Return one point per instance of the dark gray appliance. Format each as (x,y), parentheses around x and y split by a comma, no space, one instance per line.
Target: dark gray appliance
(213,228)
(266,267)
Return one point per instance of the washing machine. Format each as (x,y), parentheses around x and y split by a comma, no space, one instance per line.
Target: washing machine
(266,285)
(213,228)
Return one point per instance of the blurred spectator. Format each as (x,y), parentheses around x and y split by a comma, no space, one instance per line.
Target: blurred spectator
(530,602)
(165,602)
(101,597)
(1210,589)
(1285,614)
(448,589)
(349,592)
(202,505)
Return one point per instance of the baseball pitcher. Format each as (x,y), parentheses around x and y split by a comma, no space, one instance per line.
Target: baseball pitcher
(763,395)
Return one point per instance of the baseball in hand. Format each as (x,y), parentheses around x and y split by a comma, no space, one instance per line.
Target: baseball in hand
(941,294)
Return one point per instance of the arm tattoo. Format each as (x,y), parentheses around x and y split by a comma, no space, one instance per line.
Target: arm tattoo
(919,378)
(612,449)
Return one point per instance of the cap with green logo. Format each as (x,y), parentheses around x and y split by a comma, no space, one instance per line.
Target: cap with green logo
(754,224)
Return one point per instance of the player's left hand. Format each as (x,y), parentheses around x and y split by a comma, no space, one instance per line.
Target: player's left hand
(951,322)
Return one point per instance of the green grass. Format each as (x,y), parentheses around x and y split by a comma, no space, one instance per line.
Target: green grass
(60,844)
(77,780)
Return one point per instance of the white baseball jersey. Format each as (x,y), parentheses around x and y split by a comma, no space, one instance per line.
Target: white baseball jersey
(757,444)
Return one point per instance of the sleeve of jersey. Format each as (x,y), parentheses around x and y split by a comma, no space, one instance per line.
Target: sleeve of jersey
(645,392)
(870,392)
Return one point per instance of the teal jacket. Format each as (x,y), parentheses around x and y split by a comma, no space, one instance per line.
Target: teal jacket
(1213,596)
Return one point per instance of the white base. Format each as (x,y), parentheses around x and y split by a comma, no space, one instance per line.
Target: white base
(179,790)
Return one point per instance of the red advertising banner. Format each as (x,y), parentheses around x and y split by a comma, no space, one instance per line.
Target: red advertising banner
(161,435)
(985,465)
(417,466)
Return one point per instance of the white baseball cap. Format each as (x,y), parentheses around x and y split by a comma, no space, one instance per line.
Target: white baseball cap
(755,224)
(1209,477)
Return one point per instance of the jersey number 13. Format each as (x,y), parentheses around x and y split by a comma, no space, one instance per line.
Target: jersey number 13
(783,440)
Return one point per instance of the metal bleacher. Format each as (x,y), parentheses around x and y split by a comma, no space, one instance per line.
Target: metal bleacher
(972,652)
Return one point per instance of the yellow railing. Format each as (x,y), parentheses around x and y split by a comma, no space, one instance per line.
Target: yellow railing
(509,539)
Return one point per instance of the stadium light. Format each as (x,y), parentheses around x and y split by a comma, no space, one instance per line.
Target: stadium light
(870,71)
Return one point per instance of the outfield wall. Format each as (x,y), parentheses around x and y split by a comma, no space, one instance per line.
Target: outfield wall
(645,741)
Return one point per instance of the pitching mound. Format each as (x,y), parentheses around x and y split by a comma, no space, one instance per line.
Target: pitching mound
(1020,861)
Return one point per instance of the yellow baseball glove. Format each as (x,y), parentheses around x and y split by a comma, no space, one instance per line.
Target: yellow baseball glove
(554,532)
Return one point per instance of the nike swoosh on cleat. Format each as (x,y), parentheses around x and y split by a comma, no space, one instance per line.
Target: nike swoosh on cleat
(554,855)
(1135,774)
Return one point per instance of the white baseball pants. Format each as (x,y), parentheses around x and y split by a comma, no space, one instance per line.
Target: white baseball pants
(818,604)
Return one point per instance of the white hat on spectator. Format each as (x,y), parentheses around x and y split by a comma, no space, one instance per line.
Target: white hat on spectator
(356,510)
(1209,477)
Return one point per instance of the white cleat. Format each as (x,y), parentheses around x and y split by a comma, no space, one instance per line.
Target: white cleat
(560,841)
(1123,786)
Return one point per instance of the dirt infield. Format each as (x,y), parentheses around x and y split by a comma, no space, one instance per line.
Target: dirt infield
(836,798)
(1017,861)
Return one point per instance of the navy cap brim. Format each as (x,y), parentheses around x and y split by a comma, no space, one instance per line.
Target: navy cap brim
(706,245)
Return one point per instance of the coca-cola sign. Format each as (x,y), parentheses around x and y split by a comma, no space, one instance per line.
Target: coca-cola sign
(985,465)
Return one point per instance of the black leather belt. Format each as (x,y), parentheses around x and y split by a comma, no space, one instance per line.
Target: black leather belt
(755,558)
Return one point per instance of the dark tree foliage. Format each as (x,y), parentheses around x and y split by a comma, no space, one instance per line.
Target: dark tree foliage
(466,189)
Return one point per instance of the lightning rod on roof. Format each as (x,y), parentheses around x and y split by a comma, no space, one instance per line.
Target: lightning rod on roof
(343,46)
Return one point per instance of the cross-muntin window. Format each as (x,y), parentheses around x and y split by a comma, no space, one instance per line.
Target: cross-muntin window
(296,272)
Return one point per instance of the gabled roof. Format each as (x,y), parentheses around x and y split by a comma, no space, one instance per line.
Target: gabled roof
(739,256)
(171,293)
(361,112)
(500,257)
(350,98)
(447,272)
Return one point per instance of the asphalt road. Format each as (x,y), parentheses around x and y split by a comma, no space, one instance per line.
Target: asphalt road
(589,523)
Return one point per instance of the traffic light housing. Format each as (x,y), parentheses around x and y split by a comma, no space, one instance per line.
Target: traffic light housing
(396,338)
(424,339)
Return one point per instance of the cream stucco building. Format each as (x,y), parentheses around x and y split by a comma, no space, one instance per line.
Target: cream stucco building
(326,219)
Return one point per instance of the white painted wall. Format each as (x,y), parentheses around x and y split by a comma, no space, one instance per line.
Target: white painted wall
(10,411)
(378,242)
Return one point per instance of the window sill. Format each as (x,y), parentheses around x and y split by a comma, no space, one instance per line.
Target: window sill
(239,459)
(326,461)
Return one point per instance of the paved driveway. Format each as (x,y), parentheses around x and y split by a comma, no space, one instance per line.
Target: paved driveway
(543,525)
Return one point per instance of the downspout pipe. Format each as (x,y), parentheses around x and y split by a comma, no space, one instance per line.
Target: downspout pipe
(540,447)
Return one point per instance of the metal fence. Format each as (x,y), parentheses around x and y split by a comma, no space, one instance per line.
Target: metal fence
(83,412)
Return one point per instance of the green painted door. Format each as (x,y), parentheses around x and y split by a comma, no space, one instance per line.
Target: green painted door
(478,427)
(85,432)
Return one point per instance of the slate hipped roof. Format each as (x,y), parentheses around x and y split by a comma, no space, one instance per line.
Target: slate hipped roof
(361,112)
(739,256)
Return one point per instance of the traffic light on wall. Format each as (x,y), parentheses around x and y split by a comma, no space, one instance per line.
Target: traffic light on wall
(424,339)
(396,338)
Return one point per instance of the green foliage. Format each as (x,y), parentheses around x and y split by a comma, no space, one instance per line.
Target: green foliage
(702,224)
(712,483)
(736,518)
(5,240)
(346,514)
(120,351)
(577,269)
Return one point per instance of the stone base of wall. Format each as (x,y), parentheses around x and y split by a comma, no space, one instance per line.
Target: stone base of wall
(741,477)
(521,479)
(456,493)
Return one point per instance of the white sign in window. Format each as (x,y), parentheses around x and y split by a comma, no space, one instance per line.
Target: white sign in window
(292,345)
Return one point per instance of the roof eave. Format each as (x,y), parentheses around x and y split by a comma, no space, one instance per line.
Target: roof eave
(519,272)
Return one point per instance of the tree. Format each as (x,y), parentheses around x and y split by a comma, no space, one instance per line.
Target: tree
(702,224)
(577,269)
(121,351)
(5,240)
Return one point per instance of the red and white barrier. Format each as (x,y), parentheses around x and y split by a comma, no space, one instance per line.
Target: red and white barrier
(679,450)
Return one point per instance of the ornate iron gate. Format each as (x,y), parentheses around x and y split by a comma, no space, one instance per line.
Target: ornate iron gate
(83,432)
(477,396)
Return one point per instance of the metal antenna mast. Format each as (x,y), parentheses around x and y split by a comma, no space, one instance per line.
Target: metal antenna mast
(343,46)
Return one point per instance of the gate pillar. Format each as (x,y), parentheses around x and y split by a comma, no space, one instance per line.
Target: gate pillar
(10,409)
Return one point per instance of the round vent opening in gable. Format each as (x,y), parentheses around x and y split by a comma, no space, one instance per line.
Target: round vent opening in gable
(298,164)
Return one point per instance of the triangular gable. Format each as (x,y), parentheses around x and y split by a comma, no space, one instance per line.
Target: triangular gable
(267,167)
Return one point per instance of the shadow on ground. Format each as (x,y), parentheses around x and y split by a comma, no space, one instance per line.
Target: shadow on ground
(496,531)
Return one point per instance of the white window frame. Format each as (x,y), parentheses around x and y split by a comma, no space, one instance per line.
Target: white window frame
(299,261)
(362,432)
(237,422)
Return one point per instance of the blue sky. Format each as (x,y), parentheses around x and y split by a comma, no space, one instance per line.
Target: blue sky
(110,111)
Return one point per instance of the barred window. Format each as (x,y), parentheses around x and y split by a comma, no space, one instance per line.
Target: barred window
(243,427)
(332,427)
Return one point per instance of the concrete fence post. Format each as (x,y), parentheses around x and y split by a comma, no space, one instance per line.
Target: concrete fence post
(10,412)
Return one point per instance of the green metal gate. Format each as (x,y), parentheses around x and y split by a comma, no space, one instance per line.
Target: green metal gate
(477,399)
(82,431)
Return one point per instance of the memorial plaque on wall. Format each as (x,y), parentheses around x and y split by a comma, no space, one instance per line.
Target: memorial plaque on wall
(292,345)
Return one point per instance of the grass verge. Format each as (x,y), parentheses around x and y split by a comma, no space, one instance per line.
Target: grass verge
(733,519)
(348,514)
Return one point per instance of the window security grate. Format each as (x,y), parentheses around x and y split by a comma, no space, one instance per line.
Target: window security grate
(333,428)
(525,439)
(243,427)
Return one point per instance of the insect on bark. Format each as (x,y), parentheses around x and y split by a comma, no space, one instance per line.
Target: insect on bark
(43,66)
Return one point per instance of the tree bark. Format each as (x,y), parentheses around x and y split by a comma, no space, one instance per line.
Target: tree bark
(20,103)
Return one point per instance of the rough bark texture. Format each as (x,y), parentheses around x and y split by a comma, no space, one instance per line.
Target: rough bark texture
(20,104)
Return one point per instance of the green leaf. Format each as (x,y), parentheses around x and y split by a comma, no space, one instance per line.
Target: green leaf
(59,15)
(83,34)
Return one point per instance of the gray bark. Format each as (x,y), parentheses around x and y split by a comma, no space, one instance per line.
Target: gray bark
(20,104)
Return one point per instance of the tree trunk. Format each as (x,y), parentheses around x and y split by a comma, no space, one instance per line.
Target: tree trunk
==================================================
_Short exercise_
Please rescale the stretch of the listing from the line containing "Return one point per instance of the green leaf." through the end of the listing, both ends included. Reproduce every line, requests included, with each point coordinate multiplied by 2.35 and rounded to a whole number, halves up.

_Output_
Return one point per instance of the green leaf. Format each as (x,y), parentheses around x and y split by a comma, no space, one instance per line.
Target: green leaf
(139,35)
(195,80)
Return one point per instance of the gray bark. Format each as (x,y), parentheses around x and y split by a comma, no space, one instance per line.
Target: gray bark
(47,244)
Return one point per instance of the tree trunk. Format each as (x,y), parentheses around x and y split by a comma, no space, one instance per line.
Target: tree trunk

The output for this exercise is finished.